### RECORDS FOR THE TASK ###
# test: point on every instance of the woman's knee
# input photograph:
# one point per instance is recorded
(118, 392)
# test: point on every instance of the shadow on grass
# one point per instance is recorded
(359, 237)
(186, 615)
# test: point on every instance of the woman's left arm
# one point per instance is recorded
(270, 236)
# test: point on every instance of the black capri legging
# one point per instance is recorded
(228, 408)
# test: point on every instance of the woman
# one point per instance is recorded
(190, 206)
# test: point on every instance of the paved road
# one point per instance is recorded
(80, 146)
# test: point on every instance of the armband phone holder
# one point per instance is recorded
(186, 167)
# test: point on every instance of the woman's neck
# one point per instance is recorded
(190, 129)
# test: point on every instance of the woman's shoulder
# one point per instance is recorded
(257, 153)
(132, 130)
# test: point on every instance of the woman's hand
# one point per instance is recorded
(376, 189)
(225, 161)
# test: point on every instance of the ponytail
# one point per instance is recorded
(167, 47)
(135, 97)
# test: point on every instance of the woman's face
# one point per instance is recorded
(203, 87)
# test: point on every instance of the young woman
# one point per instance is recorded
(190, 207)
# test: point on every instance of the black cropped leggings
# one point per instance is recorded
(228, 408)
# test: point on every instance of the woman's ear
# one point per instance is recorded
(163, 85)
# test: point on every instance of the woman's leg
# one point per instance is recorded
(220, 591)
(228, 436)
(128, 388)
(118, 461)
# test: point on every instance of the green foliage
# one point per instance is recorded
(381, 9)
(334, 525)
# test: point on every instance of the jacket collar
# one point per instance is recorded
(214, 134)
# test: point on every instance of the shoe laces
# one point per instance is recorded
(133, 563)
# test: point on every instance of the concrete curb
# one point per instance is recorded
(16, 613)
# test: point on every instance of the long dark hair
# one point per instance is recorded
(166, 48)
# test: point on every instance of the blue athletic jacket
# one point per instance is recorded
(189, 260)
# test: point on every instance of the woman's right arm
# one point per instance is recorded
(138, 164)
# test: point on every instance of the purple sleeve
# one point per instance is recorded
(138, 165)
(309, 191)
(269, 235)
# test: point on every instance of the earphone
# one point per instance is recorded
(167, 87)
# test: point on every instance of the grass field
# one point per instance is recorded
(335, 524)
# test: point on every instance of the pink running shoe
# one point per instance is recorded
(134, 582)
###
# PROBLEM TO WORK ON:
Taking the entries above, restate exactly those lines that fall between the line with "# test: point on every instance of the black capri" and the line with "# test: point on every instance of the earphone", keeping both of those lines too.

# RESULT OF THIS EXERCISE:
# test: point on every instance of the black capri legging
# one point per instance is recorded
(228, 408)
# test: point on every instance of the woman
# one point per instance is recorded
(190, 206)
# test: point on every instance of the paved road
# one point per instance is recorded
(80, 146)
# test: point on every instance of the armband phone holder
# one point per instance is recorded
(186, 167)
# test: point on every instance of the woman's neck
# one point per instance is recorded
(190, 129)
# test: point on every instance of the woman's shoulder
# one point per instance is recorded
(257, 153)
(132, 130)
# test: point on every instance of the woman's hand
# one point per instance is recorded
(376, 189)
(225, 161)
# test: point on every instance of the ponytail
# one point per instance is recorded
(167, 47)
(135, 97)
# test: point on every instance of the woman's face
# one point per instance is recorded
(203, 87)
# test: point on every instance of the young woman
# one point per instance is recorded
(190, 207)
# test: point on every instance of the black cropped leggings
# one point per instance is recorded
(228, 408)
# test: point on every instance of the woman's ear
# one point per instance is recorded
(163, 85)
# test: point on every instance of the woman's leg
# one point per instance is recorded
(220, 591)
(228, 436)
(128, 388)
(118, 461)
# test: point on every instance of the green foliage
# one point per instance is recorded
(381, 9)
(334, 525)
# test: point on every instance of the jacket collar
# one point per instance is recorded
(214, 134)
# test: point on every instance of the shoe laces
# one point per instance is recorded
(133, 563)
# test: point on every instance of the concrete curb
# one point per instance is recorded
(16, 613)
# test: point on every instance of the long dark hair
# one point per instance is recorded
(166, 48)
# test: point on every instance of the blue athletic jacket
# one point per instance is recorded
(189, 260)
# test: point on every instance of the woman's right arm
# one point per instance is recorded
(138, 164)
# test: point on every instance of the purple sleeve
# one point per instance is recorded
(138, 165)
(309, 191)
(269, 235)
# test: point on every instance of the earphone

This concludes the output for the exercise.